"""
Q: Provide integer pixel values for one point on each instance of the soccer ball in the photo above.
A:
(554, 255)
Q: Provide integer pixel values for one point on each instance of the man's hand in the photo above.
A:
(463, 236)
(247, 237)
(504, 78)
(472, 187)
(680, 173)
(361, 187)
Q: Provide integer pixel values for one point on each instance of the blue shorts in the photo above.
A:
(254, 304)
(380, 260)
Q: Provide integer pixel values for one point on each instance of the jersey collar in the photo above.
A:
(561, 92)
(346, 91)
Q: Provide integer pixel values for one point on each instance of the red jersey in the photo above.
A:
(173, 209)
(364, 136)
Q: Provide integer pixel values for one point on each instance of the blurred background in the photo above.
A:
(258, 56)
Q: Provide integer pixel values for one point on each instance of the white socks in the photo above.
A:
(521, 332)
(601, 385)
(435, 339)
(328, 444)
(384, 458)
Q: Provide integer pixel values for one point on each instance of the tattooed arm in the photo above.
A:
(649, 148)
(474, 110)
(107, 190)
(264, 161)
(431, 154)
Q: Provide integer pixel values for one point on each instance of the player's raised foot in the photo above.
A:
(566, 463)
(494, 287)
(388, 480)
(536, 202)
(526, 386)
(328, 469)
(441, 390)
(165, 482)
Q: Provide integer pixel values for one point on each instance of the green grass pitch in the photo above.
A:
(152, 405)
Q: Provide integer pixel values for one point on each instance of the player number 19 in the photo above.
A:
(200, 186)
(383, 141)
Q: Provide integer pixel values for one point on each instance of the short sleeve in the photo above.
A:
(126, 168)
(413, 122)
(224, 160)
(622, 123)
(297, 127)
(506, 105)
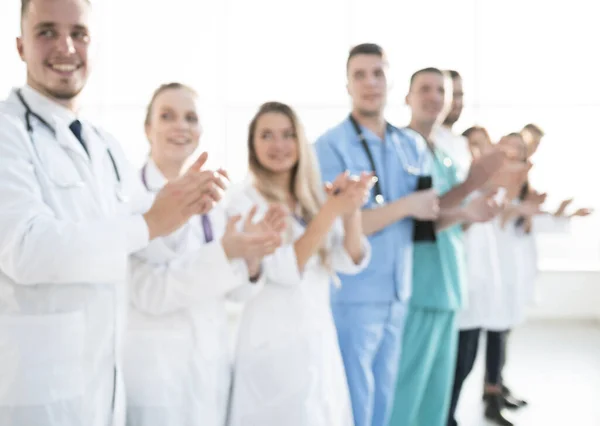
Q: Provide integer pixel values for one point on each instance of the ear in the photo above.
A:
(147, 132)
(20, 49)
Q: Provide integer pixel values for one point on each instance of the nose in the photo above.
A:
(371, 80)
(66, 45)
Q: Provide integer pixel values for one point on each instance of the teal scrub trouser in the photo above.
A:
(427, 367)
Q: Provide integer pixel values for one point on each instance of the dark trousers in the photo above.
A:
(468, 342)
(495, 356)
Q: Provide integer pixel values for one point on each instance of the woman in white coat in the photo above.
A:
(288, 368)
(516, 230)
(177, 360)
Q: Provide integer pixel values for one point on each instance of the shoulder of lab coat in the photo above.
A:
(547, 223)
(163, 280)
(282, 266)
(36, 246)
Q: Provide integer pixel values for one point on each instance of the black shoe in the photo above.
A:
(511, 401)
(494, 410)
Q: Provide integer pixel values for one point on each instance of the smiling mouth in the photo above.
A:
(64, 68)
(179, 142)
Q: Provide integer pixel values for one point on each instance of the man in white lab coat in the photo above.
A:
(70, 215)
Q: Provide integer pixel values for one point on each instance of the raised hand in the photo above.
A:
(245, 245)
(347, 194)
(195, 192)
(424, 205)
(275, 220)
(563, 206)
(483, 168)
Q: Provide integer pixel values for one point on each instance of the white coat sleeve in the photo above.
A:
(37, 246)
(340, 259)
(163, 281)
(547, 223)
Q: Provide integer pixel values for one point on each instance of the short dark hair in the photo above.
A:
(425, 71)
(365, 49)
(533, 128)
(25, 5)
(452, 74)
(467, 133)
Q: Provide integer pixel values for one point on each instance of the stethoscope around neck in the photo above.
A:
(29, 113)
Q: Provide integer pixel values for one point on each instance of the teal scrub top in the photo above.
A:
(439, 268)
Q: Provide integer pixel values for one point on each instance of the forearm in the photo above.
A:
(316, 231)
(450, 217)
(352, 237)
(455, 196)
(378, 218)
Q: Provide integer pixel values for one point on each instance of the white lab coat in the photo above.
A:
(288, 368)
(63, 267)
(178, 361)
(484, 281)
(456, 147)
(518, 270)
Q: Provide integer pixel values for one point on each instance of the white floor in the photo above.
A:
(555, 366)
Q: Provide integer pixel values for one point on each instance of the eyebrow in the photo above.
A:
(46, 25)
"""
**Instructions to follow:** Lines of the material that contain the word "raised" are to be gathered.

**Answer box:**
Q: Provide integer pixel values for one point on each instance of the player's raised foot in the photo above.
Q: Provide integer pixel values for one point on each instance of the raised hand in the photo above.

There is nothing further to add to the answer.